◆ **Do zrobienia**:
Zwróć dosłownie fragment wątku o rozpoznawaniu procesora, który zaczyna się słowami zawierającymi „wlaśnie nie do”, a kończy na „możliwości sprawdzić osobiście.”.
##### Tekst strony #####
PS jest jakies narzecie pod "Linuxa" takie jak CPU-Z na Windowsach?

----------

## SlashBeast

gtk-lshw z pakietu lshw (z flaga gtk).

Swoja droga wystarczylo jedno wstukanie na google nazwy procesora by dowiedzieć się, ze jest 64bitowcem. Sempron 2600+ PGA754 1.6GHZ 90NM 64BIT 1.4V 1.6GHZ

----------

## psotnik

wlaśnie nie do konca, bo drugie wstukanie na google juz mowiło ze jest to 32-bitowa wersja, a trzecie wstukanie powiedziało ze pierwsze partie były 32 bitowe a końcowe już 64-bitowe   :Rolling Eyes:   A poztem nie znałem żadnego narzędzie to analizy rodzaju procesora. thx

----------

## SlashBeast

Na procesorze masz jego dokladne oznaczenie, na pudelku procesora tez, wstukujesz samo to w google i juz wiesz co masz.

----------

## dziadu

Ale w pierwszym poście napisał, że pracuje zdalnie i nie ma możliwości sprawdzić osobiście.
##### Fragmenty zbioru danych #####
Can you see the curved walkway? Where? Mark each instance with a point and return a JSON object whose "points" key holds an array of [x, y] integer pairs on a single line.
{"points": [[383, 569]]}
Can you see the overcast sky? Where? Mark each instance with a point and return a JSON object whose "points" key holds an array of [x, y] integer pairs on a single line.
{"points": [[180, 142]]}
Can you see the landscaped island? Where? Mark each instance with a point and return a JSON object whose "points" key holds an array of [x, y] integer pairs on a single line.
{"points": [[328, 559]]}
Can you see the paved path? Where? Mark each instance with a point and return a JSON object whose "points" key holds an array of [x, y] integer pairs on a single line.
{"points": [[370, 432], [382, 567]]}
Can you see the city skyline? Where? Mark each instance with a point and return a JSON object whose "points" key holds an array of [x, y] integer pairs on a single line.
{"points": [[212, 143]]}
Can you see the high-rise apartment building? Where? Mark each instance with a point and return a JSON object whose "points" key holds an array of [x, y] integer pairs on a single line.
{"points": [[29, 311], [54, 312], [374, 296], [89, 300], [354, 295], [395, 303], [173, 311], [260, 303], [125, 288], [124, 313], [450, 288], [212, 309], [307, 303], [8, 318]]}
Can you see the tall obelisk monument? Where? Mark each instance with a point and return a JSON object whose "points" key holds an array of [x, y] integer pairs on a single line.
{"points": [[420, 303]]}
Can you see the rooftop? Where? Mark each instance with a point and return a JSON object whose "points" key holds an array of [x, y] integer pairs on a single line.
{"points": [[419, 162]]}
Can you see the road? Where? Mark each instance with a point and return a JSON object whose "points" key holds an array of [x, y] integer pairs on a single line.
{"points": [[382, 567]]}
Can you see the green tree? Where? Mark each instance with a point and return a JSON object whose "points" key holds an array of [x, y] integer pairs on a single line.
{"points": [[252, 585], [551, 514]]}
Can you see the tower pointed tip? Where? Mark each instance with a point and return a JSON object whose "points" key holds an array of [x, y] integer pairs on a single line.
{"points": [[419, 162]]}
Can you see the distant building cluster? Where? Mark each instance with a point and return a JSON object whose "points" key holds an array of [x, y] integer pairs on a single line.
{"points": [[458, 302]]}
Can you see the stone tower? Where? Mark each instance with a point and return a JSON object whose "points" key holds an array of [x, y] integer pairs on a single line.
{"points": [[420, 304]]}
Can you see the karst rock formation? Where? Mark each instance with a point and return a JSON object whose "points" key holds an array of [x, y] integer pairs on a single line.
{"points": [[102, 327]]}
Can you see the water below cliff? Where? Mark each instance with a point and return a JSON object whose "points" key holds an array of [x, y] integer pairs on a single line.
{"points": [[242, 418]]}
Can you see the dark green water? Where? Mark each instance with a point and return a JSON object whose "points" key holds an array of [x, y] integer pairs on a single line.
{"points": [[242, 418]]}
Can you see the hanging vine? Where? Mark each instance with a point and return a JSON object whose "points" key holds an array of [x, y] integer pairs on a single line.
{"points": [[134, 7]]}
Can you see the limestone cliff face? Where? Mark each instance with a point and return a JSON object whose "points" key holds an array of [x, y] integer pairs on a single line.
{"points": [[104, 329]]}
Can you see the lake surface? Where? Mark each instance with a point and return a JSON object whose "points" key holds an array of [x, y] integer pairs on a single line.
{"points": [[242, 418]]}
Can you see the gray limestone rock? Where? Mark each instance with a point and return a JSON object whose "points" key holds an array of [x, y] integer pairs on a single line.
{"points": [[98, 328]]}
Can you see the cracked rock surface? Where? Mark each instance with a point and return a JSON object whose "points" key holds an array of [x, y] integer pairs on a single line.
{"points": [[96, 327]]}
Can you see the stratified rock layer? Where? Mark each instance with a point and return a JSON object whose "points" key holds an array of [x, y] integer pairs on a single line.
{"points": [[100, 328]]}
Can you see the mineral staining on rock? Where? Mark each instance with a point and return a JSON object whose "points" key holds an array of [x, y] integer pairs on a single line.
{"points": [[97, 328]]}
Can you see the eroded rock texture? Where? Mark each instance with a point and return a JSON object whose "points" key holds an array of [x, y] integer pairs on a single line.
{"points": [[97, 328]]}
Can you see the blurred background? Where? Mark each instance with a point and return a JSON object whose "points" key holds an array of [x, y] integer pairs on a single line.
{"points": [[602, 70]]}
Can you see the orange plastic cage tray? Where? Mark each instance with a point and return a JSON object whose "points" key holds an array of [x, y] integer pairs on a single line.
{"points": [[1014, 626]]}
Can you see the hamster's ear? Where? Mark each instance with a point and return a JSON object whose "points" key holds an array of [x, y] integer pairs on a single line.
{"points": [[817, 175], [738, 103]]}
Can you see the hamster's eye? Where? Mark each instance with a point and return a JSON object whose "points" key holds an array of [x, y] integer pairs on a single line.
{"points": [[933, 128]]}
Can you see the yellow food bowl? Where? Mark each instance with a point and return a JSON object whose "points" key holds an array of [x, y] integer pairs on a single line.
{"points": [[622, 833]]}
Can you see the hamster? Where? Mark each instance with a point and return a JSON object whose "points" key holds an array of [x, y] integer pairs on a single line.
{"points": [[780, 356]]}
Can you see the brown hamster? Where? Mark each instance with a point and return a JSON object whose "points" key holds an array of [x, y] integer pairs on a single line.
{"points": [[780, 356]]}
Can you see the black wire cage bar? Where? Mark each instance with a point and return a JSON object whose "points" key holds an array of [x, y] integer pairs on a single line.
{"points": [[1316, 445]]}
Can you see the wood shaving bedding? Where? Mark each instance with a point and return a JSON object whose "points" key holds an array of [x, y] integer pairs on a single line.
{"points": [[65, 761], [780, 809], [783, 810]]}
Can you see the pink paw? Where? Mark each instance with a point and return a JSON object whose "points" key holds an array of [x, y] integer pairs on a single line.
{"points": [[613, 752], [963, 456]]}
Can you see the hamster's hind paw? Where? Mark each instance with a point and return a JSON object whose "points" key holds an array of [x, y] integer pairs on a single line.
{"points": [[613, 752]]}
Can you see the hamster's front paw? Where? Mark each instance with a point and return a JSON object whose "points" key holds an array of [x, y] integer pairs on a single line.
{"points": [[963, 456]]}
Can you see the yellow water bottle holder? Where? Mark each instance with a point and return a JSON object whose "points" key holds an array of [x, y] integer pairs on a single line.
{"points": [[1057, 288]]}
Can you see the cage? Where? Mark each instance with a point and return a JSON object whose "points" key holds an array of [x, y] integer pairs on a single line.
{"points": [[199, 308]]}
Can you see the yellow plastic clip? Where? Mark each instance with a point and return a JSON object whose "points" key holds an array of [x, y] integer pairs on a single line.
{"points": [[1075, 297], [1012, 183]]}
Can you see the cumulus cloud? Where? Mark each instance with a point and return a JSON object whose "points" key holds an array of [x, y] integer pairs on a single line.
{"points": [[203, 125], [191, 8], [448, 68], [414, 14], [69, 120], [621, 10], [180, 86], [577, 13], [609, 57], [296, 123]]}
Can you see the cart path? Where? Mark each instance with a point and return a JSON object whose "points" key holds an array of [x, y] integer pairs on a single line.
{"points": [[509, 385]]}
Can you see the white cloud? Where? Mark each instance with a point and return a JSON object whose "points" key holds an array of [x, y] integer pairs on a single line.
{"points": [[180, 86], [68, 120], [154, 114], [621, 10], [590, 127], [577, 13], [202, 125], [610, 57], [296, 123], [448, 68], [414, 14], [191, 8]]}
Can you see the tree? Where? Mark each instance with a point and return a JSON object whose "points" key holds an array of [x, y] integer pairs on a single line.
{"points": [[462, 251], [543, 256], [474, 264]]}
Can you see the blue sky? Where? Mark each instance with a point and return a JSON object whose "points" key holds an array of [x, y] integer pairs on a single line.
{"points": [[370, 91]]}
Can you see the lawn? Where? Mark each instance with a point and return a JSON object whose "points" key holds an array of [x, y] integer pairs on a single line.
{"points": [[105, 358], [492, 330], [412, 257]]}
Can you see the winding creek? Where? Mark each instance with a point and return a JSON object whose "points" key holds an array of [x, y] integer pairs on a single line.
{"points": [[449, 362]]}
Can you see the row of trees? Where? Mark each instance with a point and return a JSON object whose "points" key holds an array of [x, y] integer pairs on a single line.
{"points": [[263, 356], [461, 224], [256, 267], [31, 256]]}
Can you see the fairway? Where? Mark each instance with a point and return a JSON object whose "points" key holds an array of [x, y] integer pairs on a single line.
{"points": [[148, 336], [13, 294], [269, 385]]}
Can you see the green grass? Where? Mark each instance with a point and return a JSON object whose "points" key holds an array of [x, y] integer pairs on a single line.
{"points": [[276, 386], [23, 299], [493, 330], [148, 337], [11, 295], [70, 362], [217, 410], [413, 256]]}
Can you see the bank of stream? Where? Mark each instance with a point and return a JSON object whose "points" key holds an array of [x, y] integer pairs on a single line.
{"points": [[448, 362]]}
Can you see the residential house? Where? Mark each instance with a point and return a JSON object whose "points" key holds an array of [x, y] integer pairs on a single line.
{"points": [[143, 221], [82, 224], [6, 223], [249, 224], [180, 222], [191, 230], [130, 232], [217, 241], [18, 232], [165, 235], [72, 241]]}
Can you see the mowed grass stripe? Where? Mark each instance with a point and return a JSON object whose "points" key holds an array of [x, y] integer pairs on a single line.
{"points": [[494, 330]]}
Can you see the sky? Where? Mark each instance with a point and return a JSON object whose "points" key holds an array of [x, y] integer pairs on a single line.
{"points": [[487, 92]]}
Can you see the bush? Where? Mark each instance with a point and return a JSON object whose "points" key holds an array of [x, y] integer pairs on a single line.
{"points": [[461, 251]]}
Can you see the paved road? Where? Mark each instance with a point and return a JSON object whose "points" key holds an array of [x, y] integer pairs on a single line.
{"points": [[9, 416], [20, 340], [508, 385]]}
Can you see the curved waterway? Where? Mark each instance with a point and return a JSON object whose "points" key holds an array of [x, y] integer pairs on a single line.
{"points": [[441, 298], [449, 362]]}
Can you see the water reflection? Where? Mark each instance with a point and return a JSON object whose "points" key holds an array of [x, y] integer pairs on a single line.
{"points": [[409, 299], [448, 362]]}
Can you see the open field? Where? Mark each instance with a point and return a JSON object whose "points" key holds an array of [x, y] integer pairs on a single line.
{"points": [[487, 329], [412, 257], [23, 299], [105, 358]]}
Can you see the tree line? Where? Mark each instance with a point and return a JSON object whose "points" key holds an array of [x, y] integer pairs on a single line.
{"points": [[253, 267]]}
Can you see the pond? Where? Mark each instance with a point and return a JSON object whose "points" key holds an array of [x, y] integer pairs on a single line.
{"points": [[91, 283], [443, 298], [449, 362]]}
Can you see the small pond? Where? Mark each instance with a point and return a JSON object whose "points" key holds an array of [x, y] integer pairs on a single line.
#####
◆ **Wykonane zadanie**:
wlaśnie nie do konca, bo drugie wstukanie na google juz mowiło ze jest to 32-bitowa wersja, a trzecie wstukanie powiedziało ze pierwsze partie były 32 bitowe a końcowe już 64-bitowe   :Rolling Eyes:   A poztem nie znałem żadnego narzędzie to analizy rodzaju procesora. thx

----------

## SlashBeast

Na procesorze masz jego dokladne oznaczenie, na pudelku procesora tez, wstukujesz samo to w google i juz wiesz co masz.

----------

## dziadu

Ale w pierwszym poście napisał, że pracuje zdalnie i nie ma możliwości sprawdzić osobiście.